→ O QUE FAZER 1
No texto sobre educação digital no Brasil, qual é o nome da greve convocada pelo APP?
→ O QUE FAZER 2
Reescreva o texto sobre educação digital no Brasil entre "No mesmo mês, o" e "Informação e Comunicação.", inclusive, trocando "recursos" por "meios".
→ O QUE FAZER 3
Escreva a continuação do texto sobre educação digital no Brasil, começando logo depois da última frase.

→ TRECHO DO TEXTO
::::

No mesmo mês, o Congresso Nacional aprova a Lei n. 14.533, que institui a Política Nacional de Educação Digital.
Dentre os objetivos da lei, estão potencializar os padrões e incrementar os resultados das políticas públicas relacionadas ao acesso da população brasileira a recursos, ferramentas e práticas digitais, com prioridade para as populações mais vulneráveis. A política pública é estruturada em quatro eixos: I – Inclusão Digital; II – Educação Digital Escolar; III – Capacitação e Especialização Digital e IV – Pesquisa e Desenvolvimento em Tecnologias da Informação e Comunicação.

ABRIL DE 2023
A ONG Human Rights Watch realiza investigação que revela que sites das secretarias de Educação de Minas Gerais e São Paulo, utilizados para disponibilizar vídeo-aulas e materiais para estudantes, coletaram dados pessoais das crianças e adolescentes, inclusive fora do horário escolar, e os encaminharam para empresas especializadas em publicidade comportamental.

AGOSTO DE 2023
O APP (Sindicato dos trabalhadores em educação pública do Paraná) convoca uma greve, chamada de Plataforma Zero, contra o uso de aplicativos e dispositivos digitais em sala de aula. Desde o início da pandemia, o governo do estado impôs a utilização de plataformas e aplicativos digitais para realização de rotinas educacionais. Até a presente data estão disponíveis 24 ferramentas que vão desde o registro de presença através do uso de tecnologias de reconhecimento facial, até material didático com erros conceituais e gramaticais. O governo atribui às plataformas o primeiro lugar no Índice de Desenvolvimento da Educação Básica no ensino médio; entretanto, a rede de ensino do Paraná não registrou aumento na proficiência dos estudantes.

::::

→ DADOS
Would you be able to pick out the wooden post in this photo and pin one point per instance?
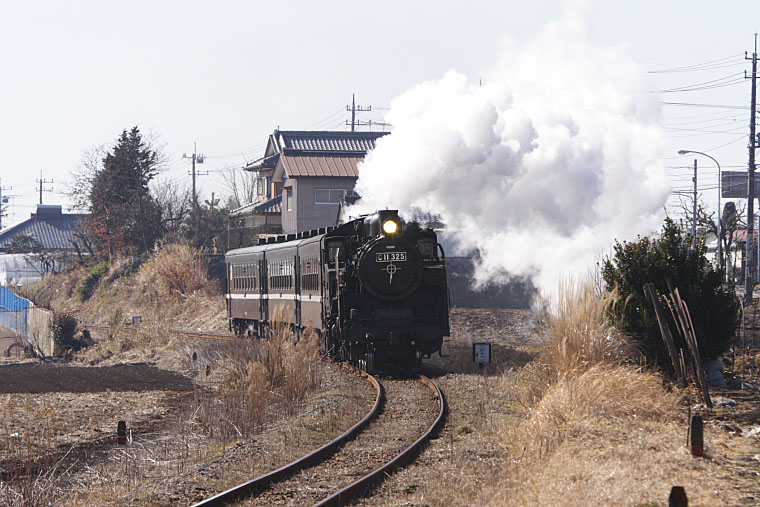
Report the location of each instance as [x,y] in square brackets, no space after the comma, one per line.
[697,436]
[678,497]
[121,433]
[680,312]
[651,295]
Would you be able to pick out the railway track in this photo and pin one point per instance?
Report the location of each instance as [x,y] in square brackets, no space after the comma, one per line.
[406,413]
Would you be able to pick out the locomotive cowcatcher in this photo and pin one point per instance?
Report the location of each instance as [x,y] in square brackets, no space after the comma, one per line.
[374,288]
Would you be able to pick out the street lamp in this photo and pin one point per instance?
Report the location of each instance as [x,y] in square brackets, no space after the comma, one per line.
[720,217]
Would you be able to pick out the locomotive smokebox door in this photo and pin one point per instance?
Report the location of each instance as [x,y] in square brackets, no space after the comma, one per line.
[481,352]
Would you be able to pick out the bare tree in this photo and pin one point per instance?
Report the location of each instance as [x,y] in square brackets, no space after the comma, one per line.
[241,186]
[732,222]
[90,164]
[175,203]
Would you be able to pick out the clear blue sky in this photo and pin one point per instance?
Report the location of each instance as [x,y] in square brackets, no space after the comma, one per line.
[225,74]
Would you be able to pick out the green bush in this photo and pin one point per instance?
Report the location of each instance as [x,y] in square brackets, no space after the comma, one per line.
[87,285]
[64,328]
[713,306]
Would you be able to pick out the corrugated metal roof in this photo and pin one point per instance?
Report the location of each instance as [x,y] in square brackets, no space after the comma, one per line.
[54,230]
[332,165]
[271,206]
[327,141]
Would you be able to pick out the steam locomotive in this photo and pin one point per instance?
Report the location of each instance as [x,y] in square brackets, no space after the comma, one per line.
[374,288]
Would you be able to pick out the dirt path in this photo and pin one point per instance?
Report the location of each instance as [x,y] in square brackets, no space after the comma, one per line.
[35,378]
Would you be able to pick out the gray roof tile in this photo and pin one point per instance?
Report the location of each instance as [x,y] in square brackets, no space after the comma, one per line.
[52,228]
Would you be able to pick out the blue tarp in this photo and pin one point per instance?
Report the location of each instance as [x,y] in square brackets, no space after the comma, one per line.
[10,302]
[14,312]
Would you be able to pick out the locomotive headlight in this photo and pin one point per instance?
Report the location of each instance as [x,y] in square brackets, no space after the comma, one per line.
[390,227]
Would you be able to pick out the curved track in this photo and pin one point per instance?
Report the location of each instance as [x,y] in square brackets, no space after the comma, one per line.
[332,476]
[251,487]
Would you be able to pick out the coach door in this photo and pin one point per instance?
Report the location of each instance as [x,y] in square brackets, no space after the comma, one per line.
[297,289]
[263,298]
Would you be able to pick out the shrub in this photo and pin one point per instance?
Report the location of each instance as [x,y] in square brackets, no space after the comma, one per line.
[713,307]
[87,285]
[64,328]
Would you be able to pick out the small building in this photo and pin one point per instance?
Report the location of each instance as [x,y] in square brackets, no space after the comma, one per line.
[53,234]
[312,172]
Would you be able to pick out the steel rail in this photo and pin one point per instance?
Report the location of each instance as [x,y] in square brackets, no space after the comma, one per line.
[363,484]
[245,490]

::::

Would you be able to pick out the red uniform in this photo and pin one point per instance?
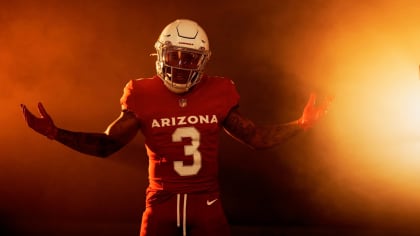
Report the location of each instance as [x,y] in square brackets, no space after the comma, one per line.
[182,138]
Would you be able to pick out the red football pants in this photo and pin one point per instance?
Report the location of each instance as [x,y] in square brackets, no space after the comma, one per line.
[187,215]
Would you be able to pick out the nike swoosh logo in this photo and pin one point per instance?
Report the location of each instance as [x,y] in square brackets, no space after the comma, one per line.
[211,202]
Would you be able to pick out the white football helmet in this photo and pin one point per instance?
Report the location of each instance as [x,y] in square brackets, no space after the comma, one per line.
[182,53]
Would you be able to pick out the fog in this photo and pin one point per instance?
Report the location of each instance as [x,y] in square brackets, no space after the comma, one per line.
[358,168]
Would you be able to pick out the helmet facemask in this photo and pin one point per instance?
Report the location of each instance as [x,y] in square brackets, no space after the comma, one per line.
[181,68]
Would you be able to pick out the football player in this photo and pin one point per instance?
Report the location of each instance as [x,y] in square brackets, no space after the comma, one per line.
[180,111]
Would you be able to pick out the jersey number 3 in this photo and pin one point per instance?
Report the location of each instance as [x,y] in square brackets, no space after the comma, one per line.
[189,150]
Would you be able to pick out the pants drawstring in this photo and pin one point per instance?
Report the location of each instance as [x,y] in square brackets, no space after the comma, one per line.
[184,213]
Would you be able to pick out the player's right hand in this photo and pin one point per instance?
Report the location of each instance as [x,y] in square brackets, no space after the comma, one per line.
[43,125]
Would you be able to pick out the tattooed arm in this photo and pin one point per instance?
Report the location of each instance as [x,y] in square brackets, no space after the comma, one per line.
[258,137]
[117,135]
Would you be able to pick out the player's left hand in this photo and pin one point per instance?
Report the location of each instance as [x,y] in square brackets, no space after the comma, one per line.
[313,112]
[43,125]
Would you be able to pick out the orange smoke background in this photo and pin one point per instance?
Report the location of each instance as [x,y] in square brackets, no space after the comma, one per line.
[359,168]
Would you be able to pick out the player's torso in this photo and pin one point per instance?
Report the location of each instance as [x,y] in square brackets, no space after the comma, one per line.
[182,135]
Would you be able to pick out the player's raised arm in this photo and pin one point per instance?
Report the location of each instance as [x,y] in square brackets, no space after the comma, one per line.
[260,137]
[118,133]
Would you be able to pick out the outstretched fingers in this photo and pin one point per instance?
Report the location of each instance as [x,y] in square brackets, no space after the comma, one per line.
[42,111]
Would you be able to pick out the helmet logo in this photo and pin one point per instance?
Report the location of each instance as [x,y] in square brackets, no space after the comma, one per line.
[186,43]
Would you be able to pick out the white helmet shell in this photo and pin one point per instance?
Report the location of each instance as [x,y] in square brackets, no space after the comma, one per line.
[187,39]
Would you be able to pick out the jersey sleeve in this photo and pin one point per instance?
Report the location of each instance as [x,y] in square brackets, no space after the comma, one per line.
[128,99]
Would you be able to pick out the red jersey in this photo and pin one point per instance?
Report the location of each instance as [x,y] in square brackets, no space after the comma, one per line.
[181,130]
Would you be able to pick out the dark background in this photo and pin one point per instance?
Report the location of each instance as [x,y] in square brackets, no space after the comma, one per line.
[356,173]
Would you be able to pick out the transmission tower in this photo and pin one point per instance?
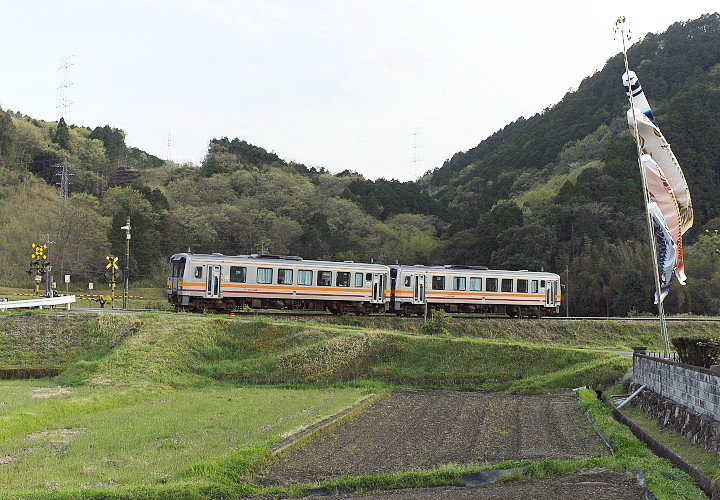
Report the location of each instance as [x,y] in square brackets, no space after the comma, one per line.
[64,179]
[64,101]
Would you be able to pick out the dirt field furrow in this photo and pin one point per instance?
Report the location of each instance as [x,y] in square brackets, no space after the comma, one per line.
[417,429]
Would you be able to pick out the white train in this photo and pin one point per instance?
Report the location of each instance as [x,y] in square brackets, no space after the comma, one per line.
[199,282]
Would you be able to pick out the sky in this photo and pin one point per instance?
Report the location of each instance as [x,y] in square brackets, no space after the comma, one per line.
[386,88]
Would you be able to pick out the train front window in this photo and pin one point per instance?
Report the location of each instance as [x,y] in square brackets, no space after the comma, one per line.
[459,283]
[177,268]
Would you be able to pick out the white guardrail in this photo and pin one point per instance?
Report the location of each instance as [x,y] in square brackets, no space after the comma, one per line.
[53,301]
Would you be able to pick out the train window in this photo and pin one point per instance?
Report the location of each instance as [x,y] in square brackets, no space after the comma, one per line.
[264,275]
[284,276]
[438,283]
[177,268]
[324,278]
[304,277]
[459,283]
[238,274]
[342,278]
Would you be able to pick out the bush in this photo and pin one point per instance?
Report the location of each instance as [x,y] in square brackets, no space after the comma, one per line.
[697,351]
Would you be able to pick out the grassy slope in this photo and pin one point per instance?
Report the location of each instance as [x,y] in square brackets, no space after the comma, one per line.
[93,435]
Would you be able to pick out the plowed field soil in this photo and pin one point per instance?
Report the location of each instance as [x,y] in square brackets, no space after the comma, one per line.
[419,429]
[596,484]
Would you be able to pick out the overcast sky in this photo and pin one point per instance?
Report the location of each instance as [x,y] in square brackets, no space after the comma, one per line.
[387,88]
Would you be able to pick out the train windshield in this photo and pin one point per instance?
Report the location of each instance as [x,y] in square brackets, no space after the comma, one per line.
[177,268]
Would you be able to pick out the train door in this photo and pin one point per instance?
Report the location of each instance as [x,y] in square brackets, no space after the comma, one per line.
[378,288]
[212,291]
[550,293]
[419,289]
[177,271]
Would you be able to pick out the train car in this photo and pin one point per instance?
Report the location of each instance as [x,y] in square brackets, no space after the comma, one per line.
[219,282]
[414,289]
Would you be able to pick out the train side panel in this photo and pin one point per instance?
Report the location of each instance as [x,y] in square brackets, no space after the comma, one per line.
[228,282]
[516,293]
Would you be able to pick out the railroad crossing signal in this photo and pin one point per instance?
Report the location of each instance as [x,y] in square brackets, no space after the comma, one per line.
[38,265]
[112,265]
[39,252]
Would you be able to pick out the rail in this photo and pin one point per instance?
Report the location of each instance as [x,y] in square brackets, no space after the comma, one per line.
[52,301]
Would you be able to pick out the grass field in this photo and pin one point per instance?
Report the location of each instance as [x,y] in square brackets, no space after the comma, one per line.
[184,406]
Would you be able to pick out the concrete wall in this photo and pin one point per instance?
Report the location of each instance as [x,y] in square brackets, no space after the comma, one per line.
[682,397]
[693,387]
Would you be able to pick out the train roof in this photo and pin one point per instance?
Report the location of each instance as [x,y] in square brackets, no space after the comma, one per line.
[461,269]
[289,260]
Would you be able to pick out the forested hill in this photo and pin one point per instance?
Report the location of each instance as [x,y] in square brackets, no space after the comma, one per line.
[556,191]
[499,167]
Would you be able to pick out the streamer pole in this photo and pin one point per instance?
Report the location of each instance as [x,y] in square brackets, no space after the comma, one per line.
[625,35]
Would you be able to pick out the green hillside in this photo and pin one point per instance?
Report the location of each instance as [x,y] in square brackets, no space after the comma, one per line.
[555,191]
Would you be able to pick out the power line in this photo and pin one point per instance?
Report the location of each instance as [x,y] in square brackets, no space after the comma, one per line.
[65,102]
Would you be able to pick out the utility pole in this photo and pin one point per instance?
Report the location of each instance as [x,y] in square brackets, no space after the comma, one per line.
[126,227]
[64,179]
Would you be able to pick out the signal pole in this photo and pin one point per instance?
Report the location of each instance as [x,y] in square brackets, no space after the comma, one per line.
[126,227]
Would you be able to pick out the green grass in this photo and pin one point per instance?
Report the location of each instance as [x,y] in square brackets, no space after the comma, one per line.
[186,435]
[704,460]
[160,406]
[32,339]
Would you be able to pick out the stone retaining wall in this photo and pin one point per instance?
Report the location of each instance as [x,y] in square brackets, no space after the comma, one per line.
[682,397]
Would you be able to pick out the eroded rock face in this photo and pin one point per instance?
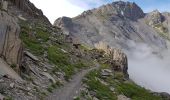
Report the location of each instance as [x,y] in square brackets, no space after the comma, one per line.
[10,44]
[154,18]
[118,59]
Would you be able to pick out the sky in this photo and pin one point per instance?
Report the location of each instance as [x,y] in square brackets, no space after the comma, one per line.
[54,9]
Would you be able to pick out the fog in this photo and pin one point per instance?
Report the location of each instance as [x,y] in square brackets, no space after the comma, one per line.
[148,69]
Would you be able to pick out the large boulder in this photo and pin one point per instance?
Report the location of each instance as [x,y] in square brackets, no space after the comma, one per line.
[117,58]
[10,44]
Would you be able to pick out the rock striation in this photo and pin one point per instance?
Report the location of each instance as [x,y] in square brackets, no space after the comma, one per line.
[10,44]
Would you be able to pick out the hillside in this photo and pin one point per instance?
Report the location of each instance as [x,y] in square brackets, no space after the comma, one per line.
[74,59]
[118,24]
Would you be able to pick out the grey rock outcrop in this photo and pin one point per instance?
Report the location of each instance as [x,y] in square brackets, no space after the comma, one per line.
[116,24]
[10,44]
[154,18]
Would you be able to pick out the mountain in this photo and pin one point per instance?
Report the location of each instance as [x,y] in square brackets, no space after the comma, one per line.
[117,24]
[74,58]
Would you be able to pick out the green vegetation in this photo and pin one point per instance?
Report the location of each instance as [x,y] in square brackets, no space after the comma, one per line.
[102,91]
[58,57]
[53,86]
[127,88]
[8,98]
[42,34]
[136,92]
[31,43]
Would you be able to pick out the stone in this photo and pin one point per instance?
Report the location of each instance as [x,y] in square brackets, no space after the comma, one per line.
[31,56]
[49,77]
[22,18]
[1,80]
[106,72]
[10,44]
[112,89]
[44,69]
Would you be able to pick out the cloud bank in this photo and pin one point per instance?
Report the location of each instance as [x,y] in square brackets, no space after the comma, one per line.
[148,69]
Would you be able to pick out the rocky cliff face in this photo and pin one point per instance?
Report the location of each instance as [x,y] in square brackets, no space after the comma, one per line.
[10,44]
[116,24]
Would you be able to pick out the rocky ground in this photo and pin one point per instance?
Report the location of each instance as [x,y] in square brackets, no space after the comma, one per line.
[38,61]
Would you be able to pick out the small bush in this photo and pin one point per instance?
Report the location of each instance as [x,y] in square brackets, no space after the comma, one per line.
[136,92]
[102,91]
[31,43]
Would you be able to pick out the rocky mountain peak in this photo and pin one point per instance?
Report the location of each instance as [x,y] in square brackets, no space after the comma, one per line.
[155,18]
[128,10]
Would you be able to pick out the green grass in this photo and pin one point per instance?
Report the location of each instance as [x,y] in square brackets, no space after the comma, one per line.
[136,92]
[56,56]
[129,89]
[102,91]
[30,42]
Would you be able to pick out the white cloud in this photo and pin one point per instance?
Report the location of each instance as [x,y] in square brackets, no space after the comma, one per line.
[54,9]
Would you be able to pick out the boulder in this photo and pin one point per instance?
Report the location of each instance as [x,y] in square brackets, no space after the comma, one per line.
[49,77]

::::

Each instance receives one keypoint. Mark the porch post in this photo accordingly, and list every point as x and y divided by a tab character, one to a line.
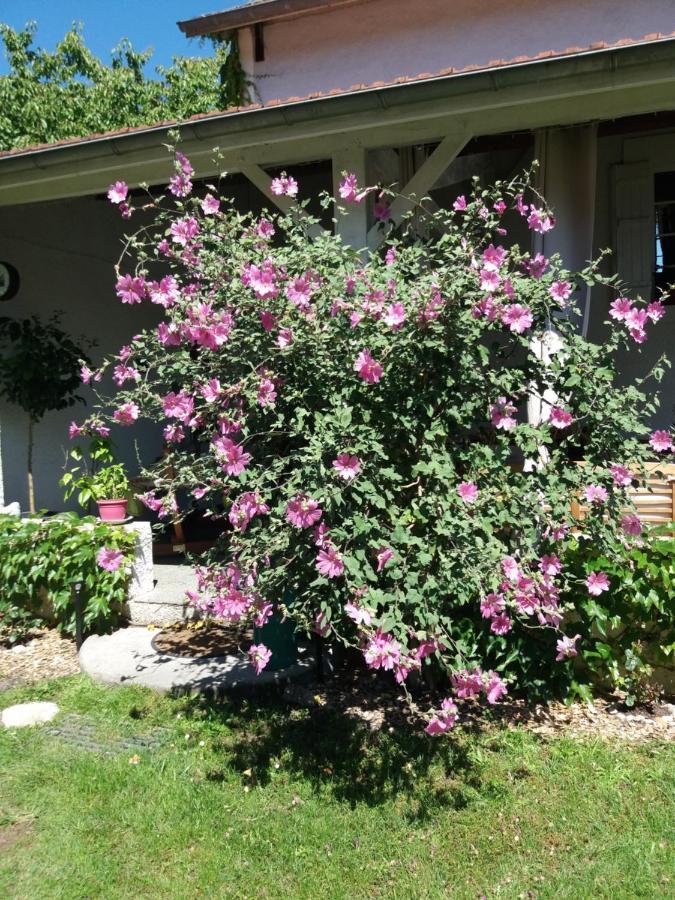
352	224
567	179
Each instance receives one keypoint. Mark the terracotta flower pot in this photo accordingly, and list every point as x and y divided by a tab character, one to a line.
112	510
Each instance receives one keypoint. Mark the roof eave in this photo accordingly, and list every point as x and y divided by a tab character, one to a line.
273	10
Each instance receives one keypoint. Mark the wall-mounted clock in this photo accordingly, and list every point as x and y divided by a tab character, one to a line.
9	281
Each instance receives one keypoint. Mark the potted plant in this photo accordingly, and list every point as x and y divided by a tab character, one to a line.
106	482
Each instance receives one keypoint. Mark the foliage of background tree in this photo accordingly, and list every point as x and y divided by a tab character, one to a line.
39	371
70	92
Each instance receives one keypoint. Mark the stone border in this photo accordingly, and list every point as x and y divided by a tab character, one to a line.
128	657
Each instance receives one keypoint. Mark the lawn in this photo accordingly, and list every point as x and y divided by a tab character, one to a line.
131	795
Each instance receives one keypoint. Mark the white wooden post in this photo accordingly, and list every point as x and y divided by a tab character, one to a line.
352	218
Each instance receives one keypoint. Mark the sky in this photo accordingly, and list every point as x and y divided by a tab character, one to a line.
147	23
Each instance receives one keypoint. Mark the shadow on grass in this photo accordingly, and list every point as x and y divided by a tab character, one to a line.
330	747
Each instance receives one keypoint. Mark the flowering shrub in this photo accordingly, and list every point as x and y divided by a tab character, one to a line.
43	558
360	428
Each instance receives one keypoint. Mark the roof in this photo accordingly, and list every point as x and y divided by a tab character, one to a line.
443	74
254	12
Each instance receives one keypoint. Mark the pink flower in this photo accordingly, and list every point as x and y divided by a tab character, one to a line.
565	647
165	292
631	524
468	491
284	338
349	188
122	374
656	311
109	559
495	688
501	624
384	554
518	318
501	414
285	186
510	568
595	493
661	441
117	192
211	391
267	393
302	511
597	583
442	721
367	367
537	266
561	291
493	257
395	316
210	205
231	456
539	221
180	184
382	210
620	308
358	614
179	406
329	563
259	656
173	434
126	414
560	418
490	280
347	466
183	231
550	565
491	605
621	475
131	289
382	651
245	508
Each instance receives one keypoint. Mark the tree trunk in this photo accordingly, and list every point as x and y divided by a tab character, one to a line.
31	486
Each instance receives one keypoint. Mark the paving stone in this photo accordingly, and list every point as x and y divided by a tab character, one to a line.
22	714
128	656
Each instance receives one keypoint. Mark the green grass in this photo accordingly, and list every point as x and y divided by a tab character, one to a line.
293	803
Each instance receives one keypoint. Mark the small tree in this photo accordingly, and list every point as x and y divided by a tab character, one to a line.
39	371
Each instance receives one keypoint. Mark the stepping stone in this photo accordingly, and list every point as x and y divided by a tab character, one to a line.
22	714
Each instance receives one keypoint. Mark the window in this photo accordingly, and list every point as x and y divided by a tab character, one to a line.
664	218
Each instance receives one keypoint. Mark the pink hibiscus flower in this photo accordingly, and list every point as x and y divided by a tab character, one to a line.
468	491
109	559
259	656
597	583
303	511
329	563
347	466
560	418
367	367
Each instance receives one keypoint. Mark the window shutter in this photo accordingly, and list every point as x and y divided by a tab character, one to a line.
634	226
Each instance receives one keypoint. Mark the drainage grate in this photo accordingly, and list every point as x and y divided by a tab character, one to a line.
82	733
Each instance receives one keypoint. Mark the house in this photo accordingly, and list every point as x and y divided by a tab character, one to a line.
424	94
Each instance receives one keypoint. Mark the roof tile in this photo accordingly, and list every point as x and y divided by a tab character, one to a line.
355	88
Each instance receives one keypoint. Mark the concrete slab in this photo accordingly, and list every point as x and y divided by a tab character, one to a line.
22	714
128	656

::::

→ SUA RESPOSTA 1
Plataforma Zero.

→ SUA RESPOSTA 2
No mesmo mês, o Congresso Nacional aprova a Lei n. 14.533, que institui a Política Nacional de Educação Digital.
Dentre os objetivos da lei, estão potencializar os padrões e incrementar os resultados das políticas públicas relacionadas ao acesso da população brasileira a meios, ferramentas e práticas digitais, com prioridade para as populações mais vulneráveis. A política pública é estruturada em quatro eixos: I – Inclusão Digital; II – Educação Digital Escolar; III – Capacitação e Especialização Digital e IV – Pesquisa e Desenvolvimento em Tecnologias da Informação e Comunicação.

→ SUA RESPOSTA 3
AGOSTO DE 2023
A Seduc-SP (Secretaria da Educação do Estado de São Paulo) anuncia que os livros didáticos do PNLD (Programa Nacional do Livro e do Material Didático) seriam substituídos por materiais digitais do Currículo Paulista, programa educacional do Estado de São Paulo, a partir de 2024. Os novos materiais didáticos, slides e apostilas, disponibilizados aos alunos e professores, contam com erros metodológicos, má contextualização, informações equivocadas ou insuficientes, e erros conceituais com o uso incorreto de teorias e conceitos científicos. O caso foi levado à justiça, que determinou que o estado de São Paulo voltasse a aderir ao PNLD. Em resposta, a Seduc-SP informou que vai aderir ao PNLD, sem, no entanto, abandonar os materiais do Currículo Paulista.

No mesmo mês, a ONG MegaEdu, vinculada à Fundação Lemann, e o Ministério da Educação assinam acordo de cooperação técnica para definição de políticas públicas de acesso à internet para escolas públicas. A organização, fundada em 2022, também passou a compor o conselho do Ministério das Comunicações, responsável pela implementação de projetos de conectividade com recursos do FUST (Fundo de Universalização dos Serviços de Telecomunicações).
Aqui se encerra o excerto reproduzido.